Requirement
Using the listing below, give the number of lines where "rough" appears, and nothing else.

Information shown
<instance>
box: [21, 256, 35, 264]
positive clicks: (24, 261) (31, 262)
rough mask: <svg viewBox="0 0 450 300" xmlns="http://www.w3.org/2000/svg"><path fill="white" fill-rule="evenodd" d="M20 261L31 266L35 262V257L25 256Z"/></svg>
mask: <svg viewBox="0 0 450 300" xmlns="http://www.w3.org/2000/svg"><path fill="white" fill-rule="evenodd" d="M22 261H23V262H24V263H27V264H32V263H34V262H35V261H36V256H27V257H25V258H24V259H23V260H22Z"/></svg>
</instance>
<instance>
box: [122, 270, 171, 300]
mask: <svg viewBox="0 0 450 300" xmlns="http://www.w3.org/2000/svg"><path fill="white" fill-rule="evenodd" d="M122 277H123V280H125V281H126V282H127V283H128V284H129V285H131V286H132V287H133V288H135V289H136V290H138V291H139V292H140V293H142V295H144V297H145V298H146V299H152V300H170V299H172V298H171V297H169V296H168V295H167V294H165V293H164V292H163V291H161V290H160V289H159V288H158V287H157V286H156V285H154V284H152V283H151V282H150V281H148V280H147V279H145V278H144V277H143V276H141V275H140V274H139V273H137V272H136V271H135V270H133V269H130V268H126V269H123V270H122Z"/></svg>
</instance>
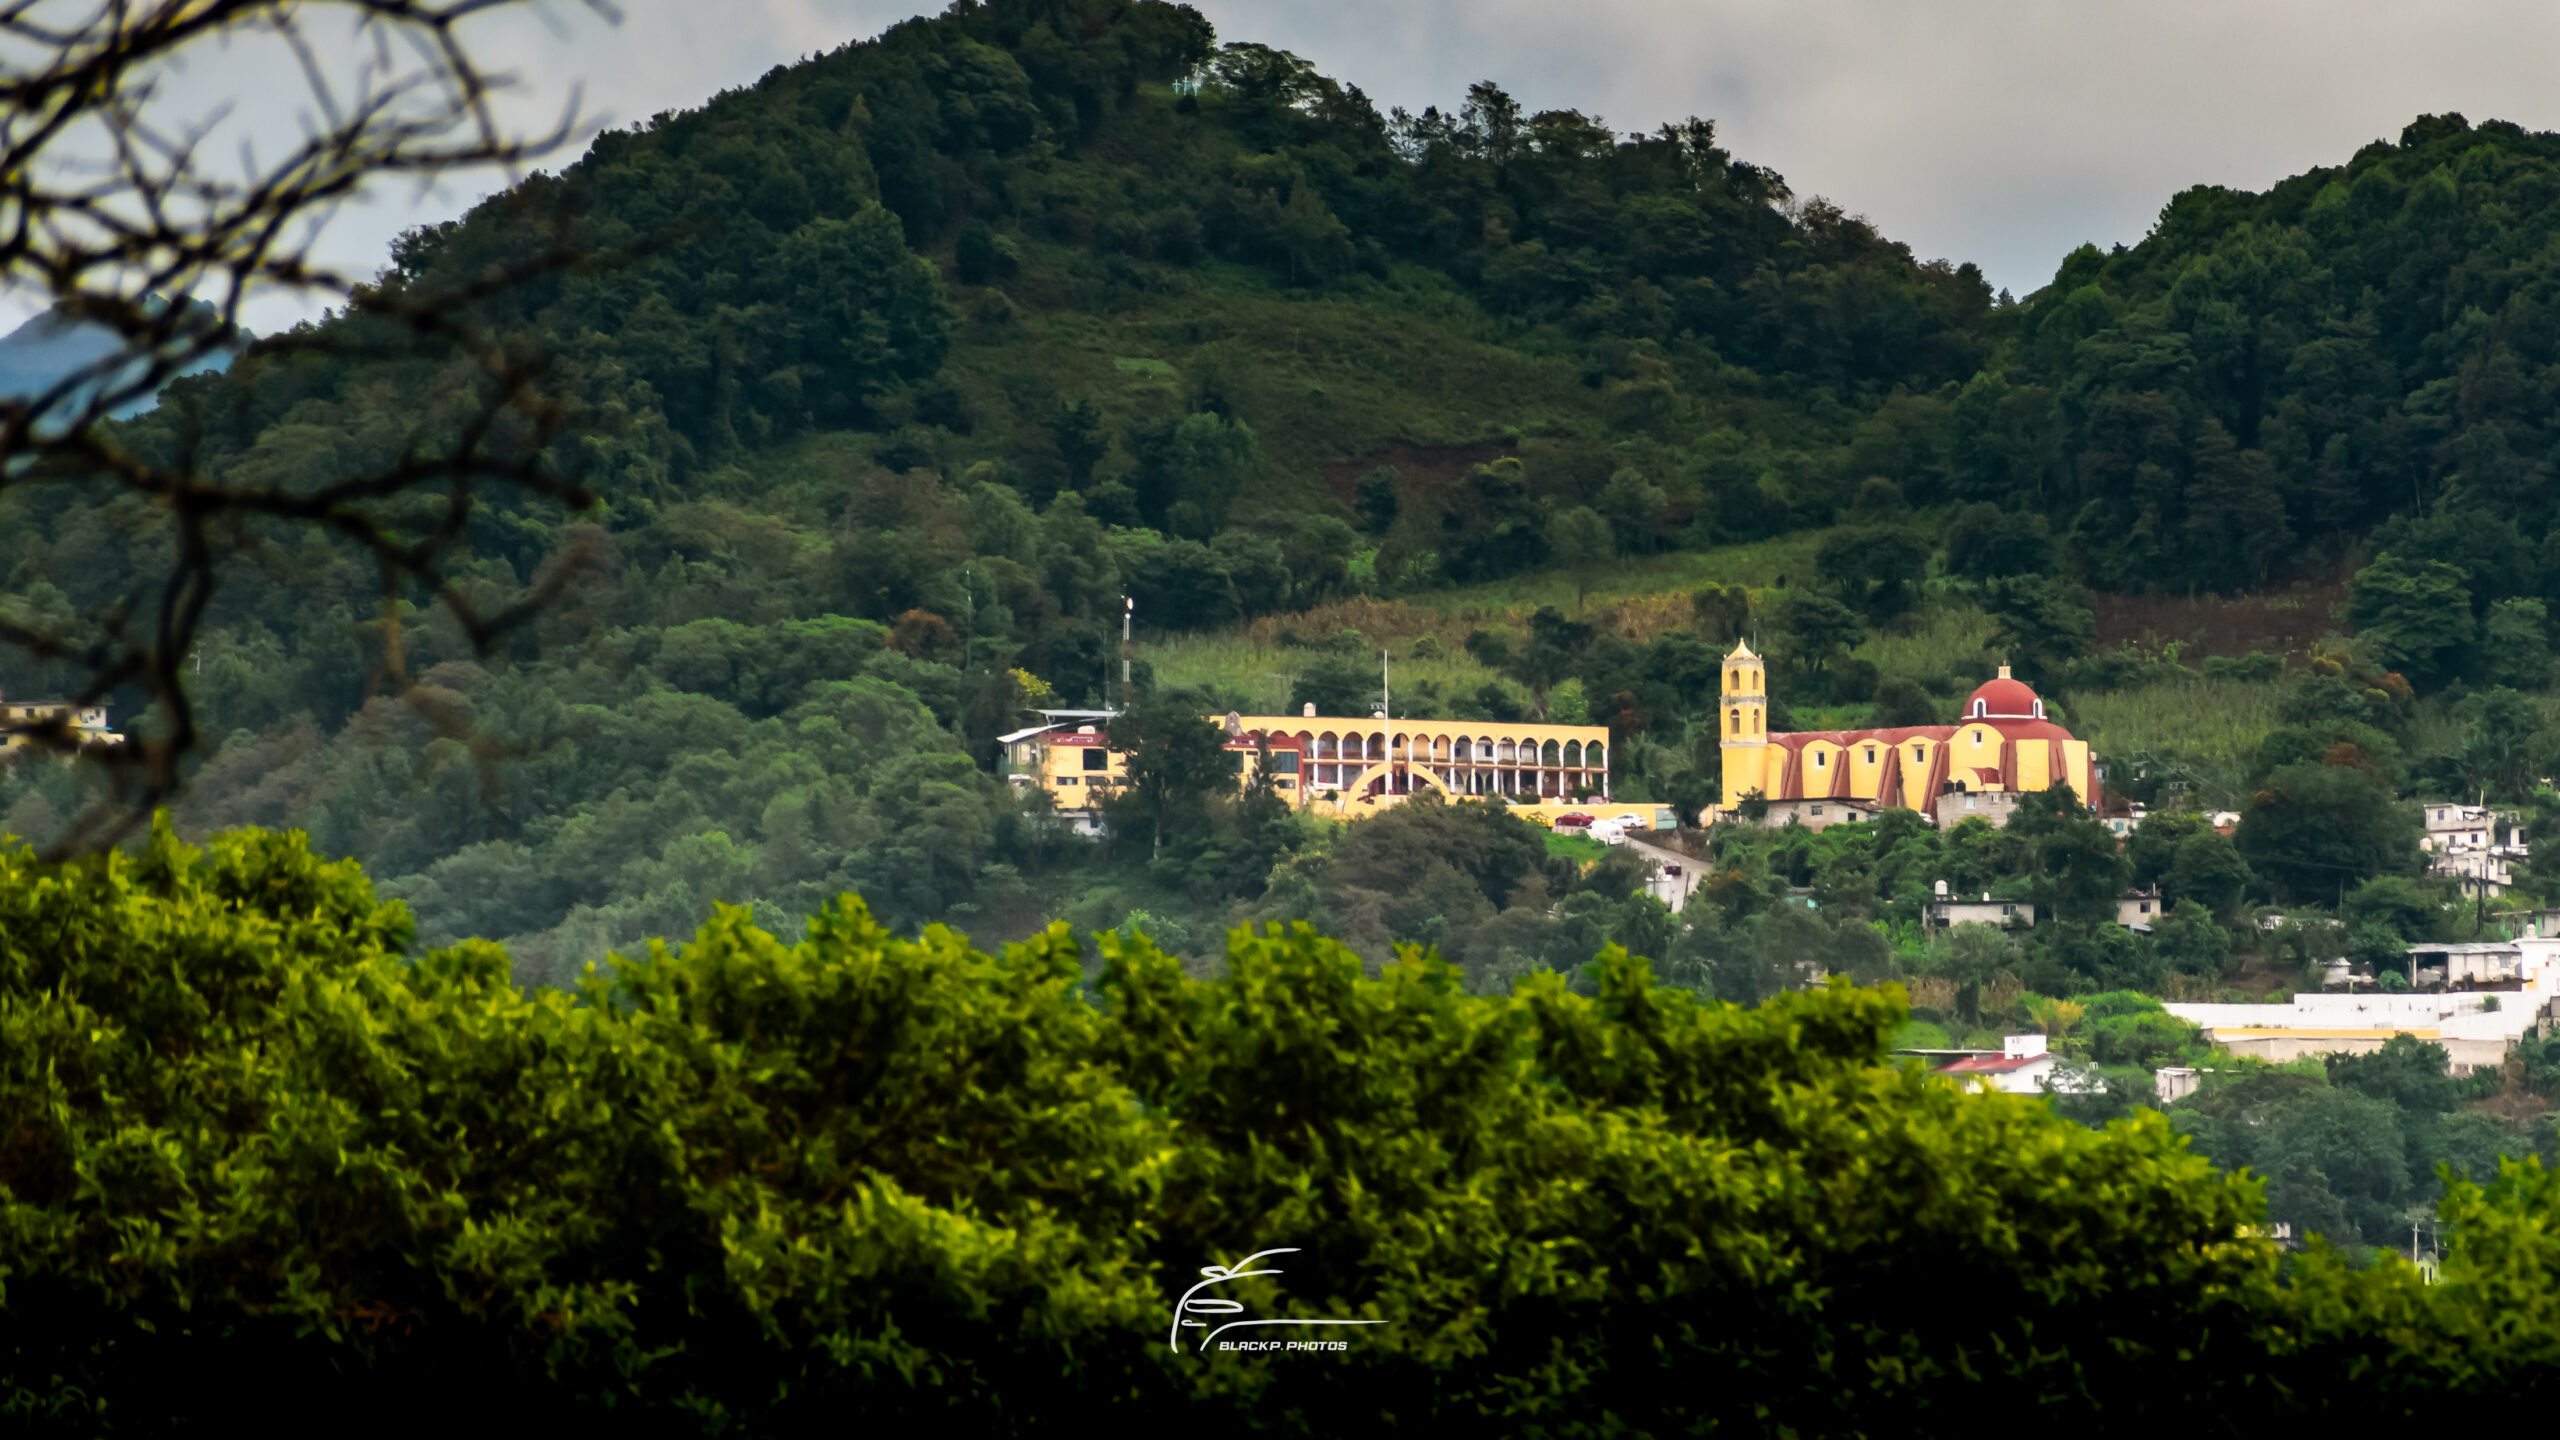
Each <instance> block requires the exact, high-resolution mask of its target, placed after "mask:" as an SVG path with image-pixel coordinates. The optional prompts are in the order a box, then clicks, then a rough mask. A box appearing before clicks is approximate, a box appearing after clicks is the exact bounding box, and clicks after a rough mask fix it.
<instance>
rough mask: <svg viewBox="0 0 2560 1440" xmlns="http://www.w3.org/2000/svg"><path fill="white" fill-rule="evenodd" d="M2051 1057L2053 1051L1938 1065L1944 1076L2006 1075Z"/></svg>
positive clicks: (1938, 1066) (1940, 1073)
mask: <svg viewBox="0 0 2560 1440" xmlns="http://www.w3.org/2000/svg"><path fill="white" fill-rule="evenodd" d="M2051 1058H2053V1056H2051V1053H2045V1056H1999V1058H1974V1061H1956V1063H1953V1066H1938V1074H1943V1076H1946V1074H1961V1076H2004V1074H2010V1071H2022V1068H2028V1066H2033V1063H2035V1061H2051Z"/></svg>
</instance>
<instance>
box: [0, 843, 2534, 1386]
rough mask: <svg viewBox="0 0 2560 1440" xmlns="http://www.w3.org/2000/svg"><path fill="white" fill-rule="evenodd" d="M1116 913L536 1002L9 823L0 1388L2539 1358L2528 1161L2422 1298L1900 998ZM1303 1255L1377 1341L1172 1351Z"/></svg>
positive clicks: (2421, 1375) (2289, 1383)
mask: <svg viewBox="0 0 2560 1440" xmlns="http://www.w3.org/2000/svg"><path fill="white" fill-rule="evenodd" d="M1101 945H1103V966H1101V971H1098V976H1093V981H1091V994H1093V999H1088V994H1085V989H1083V981H1080V976H1083V966H1080V956H1078V948H1075V943H1073V940H1070V938H1068V933H1065V928H1052V930H1050V933H1044V935H1039V938H1037V940H1032V943H1027V945H1011V948H1006V951H1004V956H988V953H980V951H973V948H970V945H968V943H965V940H963V938H960V935H952V933H947V930H942V928H932V930H927V933H924V935H922V938H916V940H904V938H896V935H891V933H886V930H883V928H881V925H876V922H873V920H870V915H868V912H865V910H863V904H860V902H858V899H850V897H847V899H842V902H840V904H835V907H829V910H827V912H822V915H817V917H814V920H812V922H809V935H806V940H801V943H799V945H781V943H778V940H773V938H771V935H765V933H760V930H755V928H750V925H748V922H745V917H742V915H740V912H735V910H732V912H722V915H719V917H717V920H714V922H709V925H707V928H704V930H701V933H699V935H696V940H694V943H691V945H686V948H684V951H681V953H676V951H668V948H663V945H653V951H650V953H648V956H640V958H630V961H617V963H614V966H612V969H607V971H596V974H591V976H589V984H586V986H584V992H581V994H579V997H566V994H558V992H540V994H522V992H517V989H512V986H509V984H507V958H504V956H502V953H499V951H497V948H494V945H486V943H466V945H458V948H451V951H438V953H428V956H420V958H407V956H404V948H407V917H404V912H402V910H399V907H397V904H381V902H376V899H374V897H371V892H369V889H366V884H364V876H361V871H356V869H353V866H346V863H335V866H333V863H320V861H315V858H312V856H310V851H307V848H305V846H302V843H300V838H284V835H259V833H238V835H223V838H218V840H215V843H212V846H210V848H207V851H189V848H184V846H179V843H177V840H174V838H172V835H169V833H166V830H159V833H156V835H154V840H151V846H148V848H146V851H141V853H138V856H108V858H92V861H79V863H72V866H44V863H36V861H31V858H28V856H26V853H8V856H0V1284H5V1286H8V1289H5V1294H0V1304H5V1309H0V1407H8V1412H10V1414H13V1417H15V1420H20V1422H31V1420H41V1417H51V1420H56V1422H59V1425H61V1427H64V1430H82V1432H92V1430H97V1427H102V1425H108V1422H118V1425H128V1427H136V1430H161V1427H169V1425H177V1422H187V1420H212V1417H228V1412H233V1409H238V1407H243V1404H246V1402H253V1404H256V1407H259V1414H261V1420H266V1422H269V1425H274V1422H276V1420H317V1417H325V1414H335V1417H346V1414H356V1412H371V1414H397V1417H399V1420H402V1422H407V1425H417V1422H425V1420H445V1422H456V1420H466V1417H481V1422H484V1417H486V1414H507V1417H509V1420H512V1422H527V1420H545V1417H553V1420H573V1414H568V1412H604V1407H612V1414H614V1417H617V1420H614V1422H617V1425H625V1427H671V1430H753V1432H786V1430H788V1432H796V1430H817V1427H829V1430H840V1427H842V1422H845V1414H847V1412H855V1414H860V1417H863V1420H865V1422H868V1425H873V1427H881V1430H916V1427H922V1425H945V1427H952V1430H960V1432H1021V1430H1057V1427H1070V1425H1080V1422H1085V1420H1088V1417H1091V1414H1096V1412H1098V1409H1103V1407H1108V1409H1111V1412H1114V1420H1137V1422H1144V1425H1162V1422H1198V1420H1203V1417H1206V1420H1221V1417H1224V1420H1229V1422H1260V1425H1265V1427H1277V1430H1295V1432H1329V1435H1339V1432H1364V1430H1372V1427H1377V1425H1380V1420H1382V1417H1395V1420H1398V1422H1408V1425H1436V1427H1462V1430H1469V1432H1528V1430H1544V1432H1564V1430H1574V1432H1582V1430H1600V1427H1623V1430H1651V1432H1664V1430H1705V1427H1728V1430H1754V1432H1772V1430H1787V1432H1843V1430H1905V1427H1910V1425H1912V1422H1915V1417H1920V1414H1979V1412H1981V1409H1984V1407H2015V1404H2066V1402H2068V1404H2084V1407H2089V1404H2094V1407H2097V1414H2099V1420H2104V1422H2107V1425H2104V1427H2112V1430H2125V1427H2132V1425H2138V1422H2143V1417H2145V1414H2153V1417H2158V1414H2161V1412H2168V1409H2176V1412H2189V1414H2191V1412H2202V1407H2207V1404H2212V1407H2217V1414H2220V1417H2222V1420H2240V1417H2245V1414H2253V1412H2268V1409H2289V1407H2296V1409H2319V1407H2324V1404H2337V1407H2340V1409H2348V1407H2358V1404H2363V1402H2365V1399H2371V1394H2378V1391H2381V1389H2383V1386H2396V1389H2401V1391H2406V1394H2409V1396H2412V1399H2409V1402H2406V1404H2409V1407H2417V1404H2422V1402H2424V1404H2442V1402H2445V1399H2447V1396H2458V1394H2481V1396H2511V1394H2519V1391H2524V1389H2529V1386H2532V1384H2534V1381H2537V1376H2542V1373H2547V1366H2550V1350H2552V1343H2550V1338H2552V1332H2555V1330H2552V1322H2550V1320H2547V1314H2550V1299H2547V1297H2550V1294H2552V1289H2555V1286H2552V1284H2550V1279H2552V1273H2555V1271H2560V1258H2555V1256H2552V1250H2555V1240H2552V1232H2555V1227H2552V1225H2550V1217H2552V1212H2560V1194H2555V1191H2552V1184H2550V1181H2547V1179H2542V1176H2540V1174H2537V1171H2514V1174H2511V1176H2509V1179H2504V1181H2499V1184H2496V1186H2491V1189H2488V1191H2478V1189H2468V1186H2455V1191H2452V1199H2447V1215H2455V1217H2460V1220H2458V1227H2455V1232H2452V1235H2455V1245H2452V1253H2450V1258H2447V1266H2445V1279H2447V1284H2445V1286H2437V1289H2427V1286H2414V1284H2409V1281H2406V1276H2404V1273H2401V1271H2394V1268H2383V1271H2373V1273H2365V1276H2358V1273H2348V1271H2345V1268H2340V1266H2335V1263H2332V1261H2324V1258H2322V1256H2317V1253H2314V1256H2309V1258H2304V1261H2301V1266H2299V1284H2296V1289H2291V1291H2289V1289H2281V1286H2278V1284H2276V1268H2273V1250H2271V1248H2268V1245H2266V1243H2258V1240H2243V1238H2240V1232H2243V1227H2245V1225H2253V1222H2255V1220H2258V1217H2260V1215H2263V1209H2260V1204H2258V1194H2255V1181H2248V1179H2232V1176H2217V1174H2214V1171H2212V1168H2209V1166H2207V1163H2204V1161H2202V1158H2196V1156H2191V1153H2186V1148H2184V1143H2181V1140H2176V1138H2173V1135H2171V1130H2168V1127H2166V1122H2163V1120H2161V1117H2158V1115H2148V1112H2145V1115H2135V1117H2130V1120H2122V1122H2115V1125H2107V1127H2104V1130H2081V1127H2076V1125H2068V1122H2066V1120H2061V1117H2056V1115H2053V1109H2051V1107H2048V1104H2045V1102H2043V1099H2028V1097H1997V1094H1966V1092H1958V1089H1956V1086H1948V1084H1943V1081H1938V1079H1933V1076H1925V1074H1917V1071H1912V1068H1894V1066H1887V1063H1884V1048H1887V1038H1889V1035H1892V1033H1894V1027H1897V1025H1900V1022H1902V1020H1905V1010H1902V1004H1900V997H1897V994H1892V992H1861V989H1848V986H1841V984H1836V986H1830V989H1823V992H1812V994H1802V992H1800V994H1782V997H1777V999H1772V1002H1769V1004H1764V1007H1761V1010H1736V1007H1725V1004H1700V1002H1695V999H1692V997H1690V994H1684V992H1672V989H1656V986H1654V984H1651V979H1649V971H1646V966H1644V961H1633V958H1628V956H1623V953H1618V951H1608V953H1603V956H1600V958H1597V961H1595V963H1592V966H1590V969H1587V974H1585V976H1582V981H1580V984H1582V989H1585V992H1587V994H1574V992H1569V989H1567V984H1564V976H1551V974H1549V976H1536V979H1528V981H1523V984H1521V986H1518V989H1516V994H1510V997H1503V999H1480V997H1467V994H1462V986H1459V976H1457V974H1454V971H1452V969H1449V966H1444V963H1439V961H1436V958H1431V956H1426V953H1416V951H1405V953H1403V956H1400V958H1398V961H1395V963H1390V966H1388V969H1385V971H1382V974H1375V976H1372V974H1367V971H1364V966H1362V961H1359V958H1357V956H1354V953H1349V951H1347V948H1341V945H1336V943H1331V940H1324V938H1318V935H1313V933H1308V930H1306V928H1293V930H1277V928H1275V930H1270V933H1260V935H1257V933H1236V935H1231V940H1229V953H1226V974H1224V976H1221V979H1216V981H1198V979H1188V976H1185V974H1183V966H1180V963H1178V961H1172V958H1167V956H1162V953H1157V951H1155V948H1152V945H1147V943H1144V940H1137V938H1129V940H1124V938H1116V935H1106V938H1103V943H1101ZM1096 999H1098V1004H1096ZM2476 1235H2478V1238H2481V1240H2473V1238H2476ZM2465 1245H2476V1248H2478V1258H2473V1256H2476V1250H2470V1248H2465ZM1277 1248H1285V1250H1288V1253H1285V1261H1275V1266H1272V1268H1277V1271H1280V1273H1277V1276H1254V1279H1247V1281H1236V1286H1234V1289H1231V1291H1229V1294H1231V1297H1234V1299H1236V1302H1242V1304H1244V1307H1247V1309H1249V1312H1252V1314H1260V1317H1306V1320H1313V1317H1331V1320H1364V1322H1375V1325H1367V1327H1362V1330H1359V1332H1357V1338H1354V1340H1352V1343H1349V1348H1347V1353H1339V1355H1326V1358H1324V1363H1303V1366H1272V1363H1262V1361H1260V1358H1242V1355H1219V1353H1185V1350H1178V1348H1175V1345H1170V1343H1167V1338H1170V1335H1183V1332H1180V1330H1178V1327H1172V1320H1175V1317H1172V1304H1175V1297H1178V1294H1183V1291H1185V1286H1193V1284H1198V1281H1196V1279H1193V1276H1201V1266H1206V1263H1234V1261H1242V1258H1244V1256H1249V1253H1254V1250H1277ZM2465 1286H2470V1289H2465ZM2440 1291H2442V1294H2447V1297H2465V1294H2473V1291H2478V1294H2483V1297H2488V1291H2496V1294H2493V1299H2496V1302H2499V1304H2501V1307H2514V1309H2496V1314H2491V1312H2488V1309H2481V1312H2460V1314H2458V1312H2447V1309H2442V1307H2445V1304H2447V1302H2442V1299H2437V1294H2440ZM1933 1294H1940V1297H1951V1294H1961V1297H1964V1304H1958V1307H1943V1304H1940V1307H1915V1304H1912V1297H1933ZM2296 1297H2299V1299H2296ZM2509 1317H2522V1320H2516V1322H2519V1325H2524V1330H2509V1327H2506V1325H2509ZM2386 1350H2399V1353H2406V1355H2409V1366H2406V1368H2396V1366H2378V1363H2376V1361H2373V1355H2378V1353H2386ZM2537 1366H2540V1368H2537ZM2376 1373H2381V1379H2371V1376H2376ZM243 1376H253V1379H256V1389H253V1391H243V1386H241V1379H243ZM458 1376H468V1384H458ZM1700 1376H1715V1384H1700ZM2355 1376H2368V1379H2360V1381H2358V1379H2355ZM358 1407H361V1409H358ZM1603 1417H1605V1425H1603Z"/></svg>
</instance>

Output
4